===== SUPPLIED MATERIAL

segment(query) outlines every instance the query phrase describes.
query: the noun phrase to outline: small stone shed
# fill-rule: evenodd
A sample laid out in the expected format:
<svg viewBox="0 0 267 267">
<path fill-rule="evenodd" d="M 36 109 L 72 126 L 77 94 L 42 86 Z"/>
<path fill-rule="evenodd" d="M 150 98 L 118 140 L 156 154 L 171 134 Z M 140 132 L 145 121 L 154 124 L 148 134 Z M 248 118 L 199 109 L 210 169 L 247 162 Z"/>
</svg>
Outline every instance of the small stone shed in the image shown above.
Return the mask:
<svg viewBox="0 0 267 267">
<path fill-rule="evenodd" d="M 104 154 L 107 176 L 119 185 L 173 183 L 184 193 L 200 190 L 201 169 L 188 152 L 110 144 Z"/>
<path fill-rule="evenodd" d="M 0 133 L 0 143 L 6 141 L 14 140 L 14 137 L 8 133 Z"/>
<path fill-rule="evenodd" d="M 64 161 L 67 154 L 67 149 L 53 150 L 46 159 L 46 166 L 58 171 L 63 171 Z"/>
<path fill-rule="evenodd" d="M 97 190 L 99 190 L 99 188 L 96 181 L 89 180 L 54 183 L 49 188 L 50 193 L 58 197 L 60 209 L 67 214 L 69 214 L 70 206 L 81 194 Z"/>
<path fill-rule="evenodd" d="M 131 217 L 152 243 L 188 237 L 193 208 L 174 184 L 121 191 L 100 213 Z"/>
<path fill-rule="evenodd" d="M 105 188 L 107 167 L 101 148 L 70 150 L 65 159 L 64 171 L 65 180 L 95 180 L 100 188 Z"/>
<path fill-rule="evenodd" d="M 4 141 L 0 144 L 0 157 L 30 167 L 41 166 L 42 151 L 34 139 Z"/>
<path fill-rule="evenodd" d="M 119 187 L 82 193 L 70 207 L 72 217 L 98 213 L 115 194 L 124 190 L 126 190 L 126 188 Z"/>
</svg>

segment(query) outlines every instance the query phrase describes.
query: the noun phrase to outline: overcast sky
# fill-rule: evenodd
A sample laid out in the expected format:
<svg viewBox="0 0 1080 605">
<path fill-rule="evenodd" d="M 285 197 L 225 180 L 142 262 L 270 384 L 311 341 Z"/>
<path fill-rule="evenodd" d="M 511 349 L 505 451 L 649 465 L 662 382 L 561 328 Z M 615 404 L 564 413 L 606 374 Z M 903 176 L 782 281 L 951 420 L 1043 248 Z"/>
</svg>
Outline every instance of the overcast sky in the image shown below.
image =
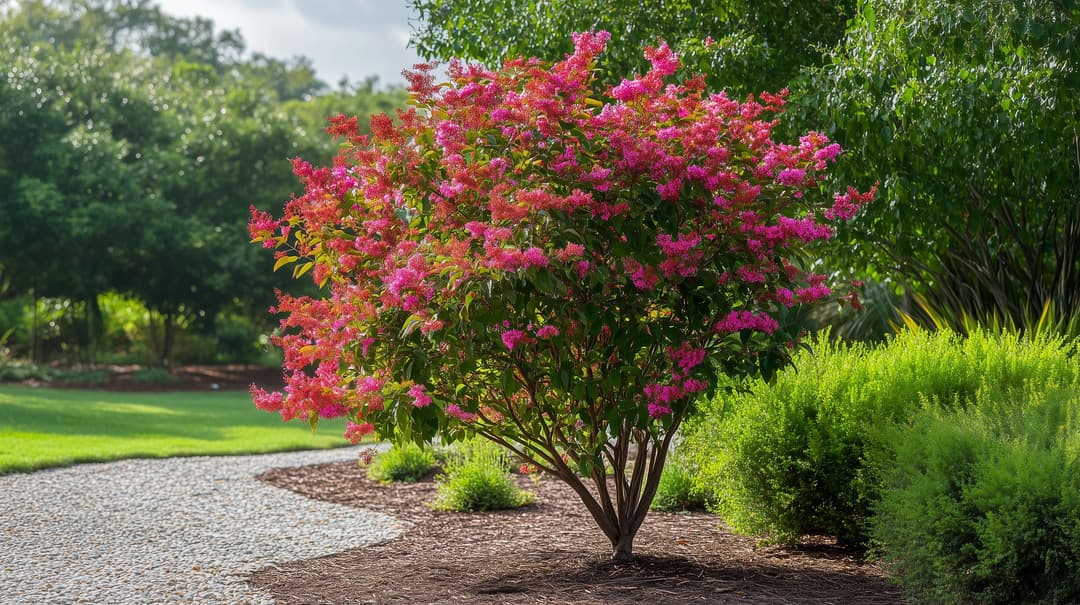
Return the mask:
<svg viewBox="0 0 1080 605">
<path fill-rule="evenodd" d="M 216 29 L 239 29 L 247 51 L 311 59 L 332 86 L 342 76 L 383 85 L 403 83 L 402 69 L 420 60 L 409 49 L 407 0 L 157 0 L 176 16 L 204 16 Z"/>
</svg>

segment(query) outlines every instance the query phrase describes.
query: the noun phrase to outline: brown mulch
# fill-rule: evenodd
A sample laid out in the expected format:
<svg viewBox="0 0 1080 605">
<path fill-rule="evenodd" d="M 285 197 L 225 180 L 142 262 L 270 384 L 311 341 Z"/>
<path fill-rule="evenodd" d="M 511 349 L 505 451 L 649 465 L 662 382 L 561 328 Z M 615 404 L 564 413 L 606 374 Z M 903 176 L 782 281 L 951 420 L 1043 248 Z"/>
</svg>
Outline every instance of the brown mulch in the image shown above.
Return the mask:
<svg viewBox="0 0 1080 605">
<path fill-rule="evenodd" d="M 650 513 L 636 561 L 613 563 L 577 495 L 553 479 L 518 478 L 536 503 L 489 513 L 431 510 L 431 479 L 383 486 L 354 462 L 273 469 L 259 479 L 407 525 L 380 544 L 253 574 L 249 581 L 280 605 L 904 603 L 858 551 L 811 537 L 796 548 L 756 547 L 704 512 Z"/>
</svg>

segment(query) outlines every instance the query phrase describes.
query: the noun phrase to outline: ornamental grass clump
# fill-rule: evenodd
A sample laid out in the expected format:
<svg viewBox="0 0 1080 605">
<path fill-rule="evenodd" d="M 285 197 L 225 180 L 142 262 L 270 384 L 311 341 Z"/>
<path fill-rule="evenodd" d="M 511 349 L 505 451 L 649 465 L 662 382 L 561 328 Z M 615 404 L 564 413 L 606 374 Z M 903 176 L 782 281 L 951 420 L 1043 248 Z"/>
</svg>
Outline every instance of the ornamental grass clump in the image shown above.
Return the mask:
<svg viewBox="0 0 1080 605">
<path fill-rule="evenodd" d="M 435 453 L 415 443 L 391 445 L 375 455 L 367 466 L 367 478 L 380 483 L 416 483 L 435 470 Z"/>
<path fill-rule="evenodd" d="M 489 441 L 456 443 L 436 478 L 433 508 L 476 512 L 531 505 L 536 496 L 517 487 L 510 468 L 505 449 Z"/>
<path fill-rule="evenodd" d="M 808 247 L 872 194 L 821 192 L 840 148 L 772 140 L 783 94 L 739 102 L 651 69 L 594 81 L 607 32 L 564 60 L 451 62 L 409 75 L 413 107 L 327 129 L 333 166 L 252 237 L 316 296 L 281 294 L 287 386 L 256 404 L 347 436 L 488 439 L 633 539 L 672 436 L 715 372 L 771 374 L 791 308 L 831 296 Z M 608 472 L 610 469 L 610 473 Z"/>
</svg>

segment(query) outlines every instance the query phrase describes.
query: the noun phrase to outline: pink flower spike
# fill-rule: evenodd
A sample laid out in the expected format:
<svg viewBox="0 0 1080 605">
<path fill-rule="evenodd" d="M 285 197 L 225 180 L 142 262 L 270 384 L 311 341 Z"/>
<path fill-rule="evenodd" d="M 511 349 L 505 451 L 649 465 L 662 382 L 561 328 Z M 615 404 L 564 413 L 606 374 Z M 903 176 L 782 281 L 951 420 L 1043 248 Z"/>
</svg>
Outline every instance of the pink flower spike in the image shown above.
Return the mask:
<svg viewBox="0 0 1080 605">
<path fill-rule="evenodd" d="M 368 435 L 375 432 L 375 425 L 370 422 L 355 424 L 352 420 L 346 420 L 345 424 L 345 438 L 348 439 L 353 445 L 360 443 L 364 435 Z"/>
<path fill-rule="evenodd" d="M 428 407 L 431 405 L 431 398 L 428 396 L 423 385 L 413 385 L 409 387 L 408 394 L 413 398 L 413 405 L 416 407 Z"/>
<path fill-rule="evenodd" d="M 553 325 L 542 325 L 537 330 L 537 338 L 548 340 L 558 336 L 558 328 Z"/>
<path fill-rule="evenodd" d="M 513 351 L 517 345 L 522 344 L 523 340 L 526 340 L 526 338 L 528 337 L 521 330 L 508 330 L 502 333 L 502 344 L 505 345 L 511 351 Z"/>
<path fill-rule="evenodd" d="M 649 418 L 660 418 L 661 416 L 672 413 L 672 408 L 665 405 L 658 405 L 656 403 L 649 404 Z"/>
</svg>

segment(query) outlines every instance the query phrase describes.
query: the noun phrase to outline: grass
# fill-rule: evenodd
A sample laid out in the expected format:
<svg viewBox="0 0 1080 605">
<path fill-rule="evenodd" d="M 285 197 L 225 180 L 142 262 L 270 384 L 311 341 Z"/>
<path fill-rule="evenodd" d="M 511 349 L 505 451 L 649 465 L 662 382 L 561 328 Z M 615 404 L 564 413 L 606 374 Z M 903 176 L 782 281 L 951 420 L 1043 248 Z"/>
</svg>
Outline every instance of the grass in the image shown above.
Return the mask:
<svg viewBox="0 0 1080 605">
<path fill-rule="evenodd" d="M 122 458 L 345 445 L 342 421 L 282 422 L 245 391 L 129 393 L 0 387 L 0 474 Z"/>
</svg>

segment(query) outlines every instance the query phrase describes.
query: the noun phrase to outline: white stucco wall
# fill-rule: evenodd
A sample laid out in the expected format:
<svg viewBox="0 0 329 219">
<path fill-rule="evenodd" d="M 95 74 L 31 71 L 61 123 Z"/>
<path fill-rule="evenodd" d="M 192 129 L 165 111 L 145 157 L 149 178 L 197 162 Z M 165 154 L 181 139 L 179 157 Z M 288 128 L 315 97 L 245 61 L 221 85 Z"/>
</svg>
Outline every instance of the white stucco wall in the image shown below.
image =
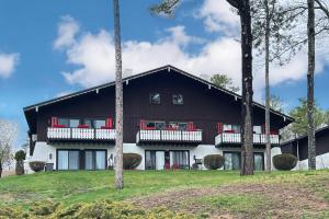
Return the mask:
<svg viewBox="0 0 329 219">
<path fill-rule="evenodd" d="M 115 155 L 115 148 L 113 145 L 47 145 L 47 142 L 38 141 L 35 145 L 34 154 L 29 159 L 29 161 L 44 161 L 47 163 L 54 163 L 54 169 L 56 169 L 56 150 L 57 149 L 106 149 L 107 150 L 107 160 L 111 154 Z M 225 148 L 218 149 L 214 145 L 200 145 L 197 147 L 170 147 L 170 146 L 137 146 L 136 143 L 124 143 L 123 151 L 124 153 L 138 153 L 141 155 L 143 161 L 137 166 L 137 170 L 145 170 L 145 151 L 146 150 L 189 150 L 190 151 L 190 165 L 194 163 L 194 155 L 196 159 L 203 159 L 207 154 L 223 154 L 223 151 L 240 151 L 239 148 Z M 264 149 L 254 149 L 254 152 L 264 152 Z M 272 157 L 281 153 L 279 148 L 272 149 Z M 52 159 L 49 159 L 52 154 Z M 264 162 L 265 162 L 264 155 Z M 29 162 L 27 162 L 29 163 Z M 205 170 L 204 166 L 202 166 Z"/>
</svg>

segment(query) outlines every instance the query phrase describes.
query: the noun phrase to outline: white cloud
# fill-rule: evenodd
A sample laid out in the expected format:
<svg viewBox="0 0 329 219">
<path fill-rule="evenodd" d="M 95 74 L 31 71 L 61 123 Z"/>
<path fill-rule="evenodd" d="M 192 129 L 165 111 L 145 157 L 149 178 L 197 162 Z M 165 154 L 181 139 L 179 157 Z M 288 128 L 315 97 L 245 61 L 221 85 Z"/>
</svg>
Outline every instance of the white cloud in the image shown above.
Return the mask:
<svg viewBox="0 0 329 219">
<path fill-rule="evenodd" d="M 226 73 L 235 85 L 241 83 L 240 44 L 231 37 L 204 41 L 185 33 L 183 26 L 167 30 L 168 36 L 157 42 L 123 42 L 123 68 L 133 73 L 143 72 L 164 65 L 173 65 L 195 76 Z M 67 61 L 77 67 L 71 72 L 63 72 L 67 82 L 84 88 L 114 80 L 115 57 L 112 36 L 106 31 L 97 34 L 81 33 L 75 44 L 66 48 Z M 200 51 L 189 53 L 189 46 L 197 44 Z M 317 72 L 324 66 L 317 59 Z M 328 60 L 327 60 L 328 61 Z M 307 57 L 300 51 L 290 64 L 271 67 L 271 84 L 298 81 L 306 78 Z M 264 88 L 264 70 L 253 70 L 256 100 L 261 100 Z"/>
<path fill-rule="evenodd" d="M 0 78 L 9 78 L 20 60 L 20 54 L 0 54 Z"/>
<path fill-rule="evenodd" d="M 75 37 L 79 31 L 80 26 L 75 19 L 69 15 L 61 16 L 61 21 L 58 25 L 58 36 L 54 43 L 54 48 L 60 49 L 75 44 Z"/>
<path fill-rule="evenodd" d="M 205 0 L 195 18 L 203 19 L 206 31 L 236 34 L 240 20 L 227 1 Z"/>
</svg>

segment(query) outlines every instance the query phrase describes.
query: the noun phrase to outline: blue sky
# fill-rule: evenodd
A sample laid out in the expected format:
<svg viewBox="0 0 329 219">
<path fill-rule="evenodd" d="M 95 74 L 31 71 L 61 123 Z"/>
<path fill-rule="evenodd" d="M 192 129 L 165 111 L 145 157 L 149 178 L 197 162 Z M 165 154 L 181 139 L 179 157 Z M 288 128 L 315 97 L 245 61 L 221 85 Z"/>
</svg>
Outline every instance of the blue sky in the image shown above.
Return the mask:
<svg viewBox="0 0 329 219">
<path fill-rule="evenodd" d="M 127 74 L 170 64 L 196 76 L 226 73 L 240 83 L 239 20 L 225 1 L 185 0 L 172 19 L 148 12 L 157 2 L 122 1 Z M 0 117 L 20 124 L 20 142 L 27 130 L 24 106 L 114 78 L 111 0 L 1 0 L 0 30 Z M 316 99 L 327 110 L 329 60 L 320 56 Z M 306 94 L 306 62 L 299 53 L 286 67 L 272 68 L 272 91 L 286 110 Z M 254 71 L 260 101 L 261 69 Z"/>
</svg>

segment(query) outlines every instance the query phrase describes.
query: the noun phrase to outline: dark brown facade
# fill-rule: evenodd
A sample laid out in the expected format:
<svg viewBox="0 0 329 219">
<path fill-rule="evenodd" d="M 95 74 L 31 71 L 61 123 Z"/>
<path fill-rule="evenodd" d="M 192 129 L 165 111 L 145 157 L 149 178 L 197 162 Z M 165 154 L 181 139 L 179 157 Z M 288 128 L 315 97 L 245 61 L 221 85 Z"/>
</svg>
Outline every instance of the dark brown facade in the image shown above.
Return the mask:
<svg viewBox="0 0 329 219">
<path fill-rule="evenodd" d="M 329 152 L 329 127 L 316 131 L 316 154 L 321 155 Z M 298 152 L 297 152 L 298 150 Z M 299 160 L 308 159 L 308 137 L 302 136 L 281 145 L 282 153 L 292 153 L 299 155 Z"/>
<path fill-rule="evenodd" d="M 162 67 L 151 73 L 135 76 L 124 81 L 124 142 L 136 142 L 140 119 L 163 122 L 193 122 L 203 130 L 203 142 L 214 145 L 216 124 L 238 125 L 241 122 L 240 96 L 216 89 L 213 84 L 173 67 Z M 160 104 L 150 104 L 149 94 L 160 94 Z M 172 103 L 173 94 L 183 95 L 183 105 Z M 93 88 L 79 95 L 52 100 L 24 108 L 32 134 L 37 141 L 47 140 L 50 118 L 114 118 L 114 87 Z M 264 108 L 253 108 L 254 125 L 264 124 Z M 277 130 L 292 118 L 271 114 L 271 129 Z"/>
</svg>

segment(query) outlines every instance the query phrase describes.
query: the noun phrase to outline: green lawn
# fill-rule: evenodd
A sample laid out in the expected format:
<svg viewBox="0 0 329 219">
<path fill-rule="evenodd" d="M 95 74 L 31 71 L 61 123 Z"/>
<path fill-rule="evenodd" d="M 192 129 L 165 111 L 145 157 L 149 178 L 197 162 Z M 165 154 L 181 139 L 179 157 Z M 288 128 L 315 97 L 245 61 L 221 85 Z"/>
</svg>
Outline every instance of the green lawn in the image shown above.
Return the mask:
<svg viewBox="0 0 329 219">
<path fill-rule="evenodd" d="M 0 199 L 2 201 L 0 205 L 26 208 L 33 201 L 45 199 L 65 205 L 91 203 L 97 199 L 125 200 L 145 195 L 163 194 L 164 191 L 170 193 L 188 188 L 220 188 L 236 185 L 241 187 L 245 184 L 299 186 L 321 196 L 329 203 L 328 182 L 328 170 L 272 172 L 271 174 L 258 172 L 253 176 L 243 177 L 238 172 L 225 171 L 125 171 L 125 188 L 116 191 L 113 187 L 113 171 L 52 172 L 1 178 Z M 226 194 L 220 197 L 208 194 L 193 201 L 207 203 L 215 208 L 222 206 L 224 210 L 248 210 L 258 208 L 262 198 L 241 194 Z"/>
</svg>

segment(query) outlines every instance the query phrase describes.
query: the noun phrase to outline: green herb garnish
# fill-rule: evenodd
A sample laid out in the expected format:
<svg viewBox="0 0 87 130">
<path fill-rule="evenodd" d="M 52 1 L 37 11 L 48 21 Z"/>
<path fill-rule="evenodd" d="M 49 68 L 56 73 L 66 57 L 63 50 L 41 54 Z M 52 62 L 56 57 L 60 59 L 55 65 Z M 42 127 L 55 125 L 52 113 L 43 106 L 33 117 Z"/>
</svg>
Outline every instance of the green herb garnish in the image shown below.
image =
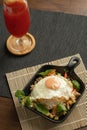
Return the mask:
<svg viewBox="0 0 87 130">
<path fill-rule="evenodd" d="M 17 90 L 15 96 L 18 97 L 19 99 L 23 99 L 25 97 L 25 93 L 23 90 Z"/>
</svg>

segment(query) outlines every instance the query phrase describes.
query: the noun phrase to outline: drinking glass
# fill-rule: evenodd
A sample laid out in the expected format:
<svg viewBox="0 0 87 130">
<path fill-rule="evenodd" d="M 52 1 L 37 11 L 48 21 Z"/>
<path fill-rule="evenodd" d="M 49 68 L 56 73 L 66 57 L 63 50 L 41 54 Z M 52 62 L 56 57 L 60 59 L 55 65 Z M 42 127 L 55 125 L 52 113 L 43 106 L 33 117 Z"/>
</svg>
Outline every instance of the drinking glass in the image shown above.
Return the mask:
<svg viewBox="0 0 87 130">
<path fill-rule="evenodd" d="M 3 0 L 4 20 L 8 32 L 8 50 L 15 55 L 24 55 L 33 50 L 35 39 L 28 33 L 30 12 L 27 0 Z"/>
</svg>

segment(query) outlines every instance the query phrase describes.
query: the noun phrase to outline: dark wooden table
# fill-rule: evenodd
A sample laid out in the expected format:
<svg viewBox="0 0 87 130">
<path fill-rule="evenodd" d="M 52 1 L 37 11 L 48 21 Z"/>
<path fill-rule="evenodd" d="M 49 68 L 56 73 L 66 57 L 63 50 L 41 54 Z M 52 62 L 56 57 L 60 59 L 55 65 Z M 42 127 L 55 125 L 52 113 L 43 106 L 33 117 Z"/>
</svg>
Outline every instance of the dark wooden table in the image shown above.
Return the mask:
<svg viewBox="0 0 87 130">
<path fill-rule="evenodd" d="M 2 4 L 3 0 L 0 0 Z M 87 16 L 87 0 L 28 0 L 32 9 L 58 11 Z M 0 130 L 21 130 L 11 98 L 0 97 Z M 87 130 L 87 127 L 80 128 Z"/>
</svg>

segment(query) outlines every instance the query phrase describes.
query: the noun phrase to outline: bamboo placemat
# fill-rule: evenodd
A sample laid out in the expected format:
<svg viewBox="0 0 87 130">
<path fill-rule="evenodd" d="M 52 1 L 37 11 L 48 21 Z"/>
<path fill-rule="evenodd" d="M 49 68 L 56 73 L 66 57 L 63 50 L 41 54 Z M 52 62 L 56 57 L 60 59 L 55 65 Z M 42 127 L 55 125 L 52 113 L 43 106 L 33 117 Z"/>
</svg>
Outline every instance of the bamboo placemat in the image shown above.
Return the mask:
<svg viewBox="0 0 87 130">
<path fill-rule="evenodd" d="M 81 63 L 75 69 L 75 72 L 78 76 L 83 80 L 86 84 L 86 69 L 83 64 L 82 58 L 79 54 L 75 56 L 80 57 Z M 52 61 L 44 64 L 53 64 L 53 65 L 66 65 L 72 56 L 59 59 L 56 61 Z M 34 75 L 34 73 L 42 66 L 43 64 L 36 65 L 33 67 L 27 67 L 15 72 L 7 73 L 7 81 L 9 84 L 9 88 L 13 97 L 13 101 L 17 110 L 17 114 L 20 120 L 20 124 L 22 130 L 73 130 L 77 128 L 81 128 L 87 125 L 86 120 L 86 90 L 81 97 L 79 103 L 76 105 L 73 112 L 69 115 L 67 120 L 65 120 L 61 124 L 54 124 L 49 122 L 48 120 L 38 116 L 37 114 L 31 112 L 30 110 L 21 108 L 18 99 L 14 96 L 15 91 L 17 89 L 23 89 L 30 78 Z"/>
</svg>

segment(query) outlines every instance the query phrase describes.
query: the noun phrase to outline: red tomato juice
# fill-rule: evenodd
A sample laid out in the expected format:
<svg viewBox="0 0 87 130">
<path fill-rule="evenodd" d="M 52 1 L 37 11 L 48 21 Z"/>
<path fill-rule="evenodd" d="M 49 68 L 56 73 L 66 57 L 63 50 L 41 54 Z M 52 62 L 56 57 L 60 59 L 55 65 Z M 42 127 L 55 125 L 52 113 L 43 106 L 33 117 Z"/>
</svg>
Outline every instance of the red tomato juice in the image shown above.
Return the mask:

==========

▶ _WHAT TO DO_
Reproduce word for word the lines running from the start of the rows through the line containing "36 109 L 72", with that line included.

▶ _TASK RESPONSE_
segment(query) outlines every instance the query phrase describes.
query: the noun phrase to outline: small stone shed
# fill-rule: evenodd
A sample laid out in the expected format:
<svg viewBox="0 0 267 267">
<path fill-rule="evenodd" d="M 36 109 L 72 126 L 77 94 L 42 86 Z"/>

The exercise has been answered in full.